▶ Text passage
One might think that that is perfectly fair and reasonable—until one looks at the directorships held by Greenbelt directors. Alex Middleton holds 15, in Greenbelt Group Ltd, Greenbelt Energy Ltd and other companies. Greenbelt’s main subcontractor is MG Contracting Ltd. Guess who the director of MG Contracting Ltd is? [Hon. Members: “Alex Middleton.”] Quite correct.

The other director of Greenbelt is Anthony Burton. He holds 21 directorships, including various Greenbelt directorships. What do we find among them? MG Contracting Ltd. He is a director—a Greenbelt company is subcontracting to a company in which its directors hold shares. Mr. Richard Taylor holds 19 directorships—again, Greenbelt this and Greenbelt that. Guess what is among them? MG Contracting. The company clearly is Farepak for home owners.

I should like to address the serious bullying. One of my constituents, Paula Hoogerbrugge, set up a support group to help people affected by Greenbelt. She has now been in touch with more than 30 estates throughout the United Kingdom, from Inverness—the hon. Member for Inverness, Nairn, Badenoch and Strathspey (Danny Alexander) wished to be here but, sadly, could not owing to other commitments—right down to Leeds. It is exactly the same story articulated by other hon. Members—money charged and service not given, threatening letters sent and the like.

What did Greenbelt do in response? First, it had its solicitors write to me:

“We are writing to you at this stage to draw these matters to your attention. You will no doubt give careful consideration to any comments which are made in relation to our clients and ensure that they are properly founded in fact.”

That was on 11 July. They also wrote to Paula. I e-mailed them back and told them to withdraw their bullying letter to my constituent or I would raise the matter in the House of Commons. I mentioned the company during business questions on 12 July. Greenbelt then wrote to the Mr. Speaker in a clear attempt to silence me.

As they say in my part of the country, I am big and ugly enough to take on that sort of threat. [Hon. Members: “Hear, hear!”] Unanimous applause. But it is totally unacceptable to write a similar letter to my constituent. The letter is addressed to Paula and others—I am clearly one of the others—and complains about her press release. I place on record that not only did I see the press release in advance, but I amended it. I will address each of the allegations that Greenbelt made about Paula.

▶ Problem requirements
For each statement below, say yes or no to whether it agrees with the speech about Greenbelt, and quote the words of the speech that decide it. 1. Anthony Burton holds 21 directorships. 2. The speaker mentioned the company during business questions on 11 July. 3. The speaker had no hand in Paula's press release.

▶ Dataset
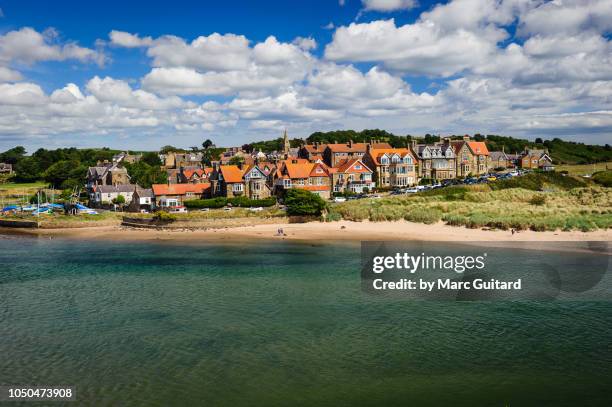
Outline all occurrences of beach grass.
[555,162,612,175]
[331,185,612,232]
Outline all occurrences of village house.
[126,186,155,212]
[489,146,519,169]
[89,184,137,208]
[451,136,491,177]
[113,151,142,164]
[520,147,555,171]
[331,158,376,194]
[363,147,418,188]
[412,138,456,180]
[274,158,332,199]
[323,140,391,167]
[152,183,211,209]
[163,151,204,169]
[210,163,274,199]
[298,143,329,162]
[0,163,13,175]
[86,161,130,202]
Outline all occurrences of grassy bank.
[332,174,612,231]
[555,162,612,175]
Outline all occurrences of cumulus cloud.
[108,30,153,48]
[0,0,612,144]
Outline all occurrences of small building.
[90,184,137,208]
[152,183,210,209]
[363,148,418,188]
[274,158,332,199]
[323,140,391,167]
[520,147,555,171]
[331,158,376,194]
[127,186,155,212]
[451,136,491,177]
[0,163,13,175]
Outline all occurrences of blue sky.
[0,0,612,149]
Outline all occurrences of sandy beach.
[0,221,612,242]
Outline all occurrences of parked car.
[168,206,187,213]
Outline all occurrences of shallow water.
[0,237,612,406]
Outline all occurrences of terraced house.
[451,136,491,177]
[210,164,272,199]
[274,158,332,198]
[412,138,457,180]
[331,158,376,194]
[363,147,418,188]
[323,140,391,167]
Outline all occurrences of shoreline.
[0,220,612,242]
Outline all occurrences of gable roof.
[327,143,391,153]
[219,165,244,184]
[466,141,489,155]
[370,148,414,164]
[152,182,210,196]
[335,158,372,173]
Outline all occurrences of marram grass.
[332,186,612,231]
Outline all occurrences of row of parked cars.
[391,170,531,195]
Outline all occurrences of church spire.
[283,129,291,157]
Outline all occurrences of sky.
[0,0,612,151]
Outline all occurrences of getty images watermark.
[361,242,612,300]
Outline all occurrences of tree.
[113,195,125,206]
[0,146,26,165]
[159,145,182,154]
[140,151,162,167]
[285,188,327,216]
[15,157,42,182]
[202,139,213,150]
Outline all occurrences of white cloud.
[108,30,153,48]
[361,0,418,13]
[0,27,105,65]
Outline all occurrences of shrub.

▶ Result of the exercise
1. Yes: "He holds 21 directorships"
2. No: "I mentioned the company during business questions on 12 July."
3. No: "not only did I see the press release in advance, but I amended it."